**Records for the task**
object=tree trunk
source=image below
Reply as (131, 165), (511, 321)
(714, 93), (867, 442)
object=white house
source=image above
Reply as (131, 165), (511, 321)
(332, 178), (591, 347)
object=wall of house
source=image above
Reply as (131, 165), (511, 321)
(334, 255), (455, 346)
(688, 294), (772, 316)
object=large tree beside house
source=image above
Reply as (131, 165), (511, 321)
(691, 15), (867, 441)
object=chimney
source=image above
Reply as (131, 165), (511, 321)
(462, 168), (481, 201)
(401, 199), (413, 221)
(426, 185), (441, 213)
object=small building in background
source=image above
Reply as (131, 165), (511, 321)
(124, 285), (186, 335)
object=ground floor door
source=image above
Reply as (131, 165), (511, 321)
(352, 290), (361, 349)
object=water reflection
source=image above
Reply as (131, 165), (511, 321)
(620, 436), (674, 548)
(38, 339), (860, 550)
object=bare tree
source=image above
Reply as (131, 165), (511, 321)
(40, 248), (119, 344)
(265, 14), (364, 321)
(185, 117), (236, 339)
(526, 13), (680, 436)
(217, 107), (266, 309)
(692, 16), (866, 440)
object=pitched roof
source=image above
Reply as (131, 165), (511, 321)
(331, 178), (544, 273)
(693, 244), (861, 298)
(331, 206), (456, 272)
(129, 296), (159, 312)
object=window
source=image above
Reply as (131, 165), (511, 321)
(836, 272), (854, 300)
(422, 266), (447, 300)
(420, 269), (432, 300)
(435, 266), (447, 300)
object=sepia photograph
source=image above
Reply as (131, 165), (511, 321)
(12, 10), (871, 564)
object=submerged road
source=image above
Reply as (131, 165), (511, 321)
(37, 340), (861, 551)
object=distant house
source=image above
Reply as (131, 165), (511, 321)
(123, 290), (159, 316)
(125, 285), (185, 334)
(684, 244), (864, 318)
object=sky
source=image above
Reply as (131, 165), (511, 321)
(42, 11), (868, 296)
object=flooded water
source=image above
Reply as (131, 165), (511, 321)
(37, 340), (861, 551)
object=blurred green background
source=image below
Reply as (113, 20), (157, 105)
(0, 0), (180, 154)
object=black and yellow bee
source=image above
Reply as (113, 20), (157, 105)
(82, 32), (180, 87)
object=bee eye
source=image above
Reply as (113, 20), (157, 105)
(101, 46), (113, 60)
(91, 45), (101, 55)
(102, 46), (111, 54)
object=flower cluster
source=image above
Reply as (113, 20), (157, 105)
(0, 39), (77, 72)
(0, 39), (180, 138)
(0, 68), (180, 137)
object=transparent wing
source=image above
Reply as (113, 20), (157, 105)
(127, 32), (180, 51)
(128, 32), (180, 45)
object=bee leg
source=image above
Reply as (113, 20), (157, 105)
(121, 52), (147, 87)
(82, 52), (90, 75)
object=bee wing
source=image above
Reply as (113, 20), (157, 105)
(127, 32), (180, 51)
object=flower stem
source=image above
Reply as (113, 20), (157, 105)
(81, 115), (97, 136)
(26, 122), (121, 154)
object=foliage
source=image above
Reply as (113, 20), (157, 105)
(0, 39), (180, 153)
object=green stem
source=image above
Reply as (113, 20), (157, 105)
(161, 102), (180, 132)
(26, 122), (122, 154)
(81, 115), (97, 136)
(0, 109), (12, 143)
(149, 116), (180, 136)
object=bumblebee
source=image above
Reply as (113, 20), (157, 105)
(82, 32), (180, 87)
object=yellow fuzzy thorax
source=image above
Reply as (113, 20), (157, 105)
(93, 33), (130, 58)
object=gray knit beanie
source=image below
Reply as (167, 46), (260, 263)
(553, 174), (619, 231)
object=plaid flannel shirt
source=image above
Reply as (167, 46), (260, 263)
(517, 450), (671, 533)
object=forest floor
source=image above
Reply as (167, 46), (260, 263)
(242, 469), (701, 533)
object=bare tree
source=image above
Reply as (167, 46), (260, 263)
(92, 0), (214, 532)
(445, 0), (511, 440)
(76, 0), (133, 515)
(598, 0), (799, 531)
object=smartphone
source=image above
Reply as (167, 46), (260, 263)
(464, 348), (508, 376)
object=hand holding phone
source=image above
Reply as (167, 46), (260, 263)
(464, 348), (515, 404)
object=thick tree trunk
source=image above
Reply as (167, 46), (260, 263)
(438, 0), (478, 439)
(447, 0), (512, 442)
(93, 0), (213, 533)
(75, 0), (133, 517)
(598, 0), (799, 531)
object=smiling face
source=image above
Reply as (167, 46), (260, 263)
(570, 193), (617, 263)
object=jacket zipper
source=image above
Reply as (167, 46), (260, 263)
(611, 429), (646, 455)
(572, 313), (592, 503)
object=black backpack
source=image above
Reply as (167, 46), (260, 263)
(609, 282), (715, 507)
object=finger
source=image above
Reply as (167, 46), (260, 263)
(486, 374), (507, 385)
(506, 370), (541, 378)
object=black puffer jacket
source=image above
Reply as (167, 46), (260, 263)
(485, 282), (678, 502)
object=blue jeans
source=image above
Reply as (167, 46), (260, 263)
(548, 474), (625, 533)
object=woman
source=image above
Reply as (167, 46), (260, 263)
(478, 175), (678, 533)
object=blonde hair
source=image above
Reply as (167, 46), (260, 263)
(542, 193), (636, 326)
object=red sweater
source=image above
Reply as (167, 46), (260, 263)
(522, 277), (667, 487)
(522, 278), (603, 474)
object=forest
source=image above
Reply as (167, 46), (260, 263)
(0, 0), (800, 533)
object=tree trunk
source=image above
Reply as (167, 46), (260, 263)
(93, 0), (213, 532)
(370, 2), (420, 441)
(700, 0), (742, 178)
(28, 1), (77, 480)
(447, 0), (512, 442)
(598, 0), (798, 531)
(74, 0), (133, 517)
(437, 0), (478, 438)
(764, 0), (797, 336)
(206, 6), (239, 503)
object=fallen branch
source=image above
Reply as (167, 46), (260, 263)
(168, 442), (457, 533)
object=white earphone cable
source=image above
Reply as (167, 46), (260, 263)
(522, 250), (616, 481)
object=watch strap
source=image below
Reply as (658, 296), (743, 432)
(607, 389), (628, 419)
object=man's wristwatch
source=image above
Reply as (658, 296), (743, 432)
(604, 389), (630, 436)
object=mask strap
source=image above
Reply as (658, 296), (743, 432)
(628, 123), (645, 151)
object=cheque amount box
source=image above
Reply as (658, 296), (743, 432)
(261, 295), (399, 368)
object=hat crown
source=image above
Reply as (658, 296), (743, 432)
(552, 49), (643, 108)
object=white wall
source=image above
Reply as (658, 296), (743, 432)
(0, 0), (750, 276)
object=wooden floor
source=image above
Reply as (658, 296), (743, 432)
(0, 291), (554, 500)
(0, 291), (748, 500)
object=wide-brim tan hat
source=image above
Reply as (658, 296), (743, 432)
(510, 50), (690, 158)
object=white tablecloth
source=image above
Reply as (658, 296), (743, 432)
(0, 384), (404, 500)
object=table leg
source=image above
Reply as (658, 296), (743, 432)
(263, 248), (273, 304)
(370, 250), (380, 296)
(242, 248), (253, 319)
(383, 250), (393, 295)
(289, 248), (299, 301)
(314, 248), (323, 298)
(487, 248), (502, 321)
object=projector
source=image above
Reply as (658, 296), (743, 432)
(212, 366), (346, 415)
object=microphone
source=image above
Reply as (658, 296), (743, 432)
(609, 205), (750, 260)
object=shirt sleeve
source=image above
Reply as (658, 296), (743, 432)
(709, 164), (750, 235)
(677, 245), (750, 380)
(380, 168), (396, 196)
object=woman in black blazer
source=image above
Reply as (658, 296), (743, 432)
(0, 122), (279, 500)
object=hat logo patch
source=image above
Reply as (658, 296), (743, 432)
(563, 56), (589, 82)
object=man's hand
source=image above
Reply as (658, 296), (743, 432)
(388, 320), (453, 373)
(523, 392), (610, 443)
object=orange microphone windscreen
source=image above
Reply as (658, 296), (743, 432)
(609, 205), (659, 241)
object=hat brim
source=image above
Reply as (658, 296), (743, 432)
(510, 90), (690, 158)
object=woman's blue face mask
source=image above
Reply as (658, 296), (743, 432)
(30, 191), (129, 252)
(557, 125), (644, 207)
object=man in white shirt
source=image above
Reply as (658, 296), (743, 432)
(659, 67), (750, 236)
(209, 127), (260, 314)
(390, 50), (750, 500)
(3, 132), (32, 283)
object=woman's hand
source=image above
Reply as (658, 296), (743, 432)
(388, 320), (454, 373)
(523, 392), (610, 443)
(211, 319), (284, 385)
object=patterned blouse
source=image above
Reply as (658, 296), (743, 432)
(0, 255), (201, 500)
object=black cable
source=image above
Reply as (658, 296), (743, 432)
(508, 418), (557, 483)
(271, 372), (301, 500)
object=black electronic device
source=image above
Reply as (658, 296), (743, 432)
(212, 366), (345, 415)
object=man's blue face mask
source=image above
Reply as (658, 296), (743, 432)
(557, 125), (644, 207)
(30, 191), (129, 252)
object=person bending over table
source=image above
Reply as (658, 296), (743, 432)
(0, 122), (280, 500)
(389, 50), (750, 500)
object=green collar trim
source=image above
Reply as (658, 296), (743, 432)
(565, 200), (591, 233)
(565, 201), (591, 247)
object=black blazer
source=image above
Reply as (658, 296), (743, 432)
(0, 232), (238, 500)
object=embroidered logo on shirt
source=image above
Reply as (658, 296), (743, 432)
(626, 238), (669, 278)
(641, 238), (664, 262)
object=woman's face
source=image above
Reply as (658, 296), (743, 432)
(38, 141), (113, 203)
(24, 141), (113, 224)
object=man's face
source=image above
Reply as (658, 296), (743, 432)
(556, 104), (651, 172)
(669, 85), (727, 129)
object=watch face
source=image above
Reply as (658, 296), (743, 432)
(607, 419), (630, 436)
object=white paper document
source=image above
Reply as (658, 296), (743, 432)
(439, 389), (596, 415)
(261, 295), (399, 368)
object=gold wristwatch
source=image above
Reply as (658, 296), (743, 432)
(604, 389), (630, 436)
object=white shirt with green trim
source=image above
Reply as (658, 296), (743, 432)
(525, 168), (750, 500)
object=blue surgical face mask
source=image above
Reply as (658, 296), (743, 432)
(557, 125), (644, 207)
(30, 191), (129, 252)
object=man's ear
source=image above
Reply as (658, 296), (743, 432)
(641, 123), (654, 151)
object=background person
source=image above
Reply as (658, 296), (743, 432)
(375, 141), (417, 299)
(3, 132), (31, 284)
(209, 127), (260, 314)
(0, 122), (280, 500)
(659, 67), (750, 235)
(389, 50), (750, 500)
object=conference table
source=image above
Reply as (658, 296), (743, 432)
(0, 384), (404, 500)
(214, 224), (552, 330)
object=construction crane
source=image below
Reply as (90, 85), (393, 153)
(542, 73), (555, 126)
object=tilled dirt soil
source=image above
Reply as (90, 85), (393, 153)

**Stated exercise**
Rewrite everything from the line containing "object=man's face" down to the line containing "(641, 123), (654, 151)", replacing "white" with "ivory" and changing nothing else.

**Solution**
object=man's face
source=image above
Reply as (658, 296), (743, 432)
(556, 104), (651, 172)
(669, 85), (727, 129)
object=watch face
source=image above
Reply as (658, 296), (743, 432)
(607, 419), (630, 436)
object=ivory paper document
source=image above
Reply as (658, 296), (743, 432)
(439, 389), (596, 415)
(261, 295), (399, 368)
object=gold wristwatch
source=image above
Reply as (658, 296), (743, 432)
(604, 389), (630, 436)
object=ivory shirt with green trim
source=image above
Reply as (658, 296), (743, 432)
(525, 168), (750, 500)
object=blue surgical face mask
source=image above
Reply as (658, 296), (743, 432)
(557, 125), (644, 207)
(30, 191), (129, 252)
object=man's ear
source=image above
Reply as (658, 296), (743, 432)
(641, 123), (654, 151)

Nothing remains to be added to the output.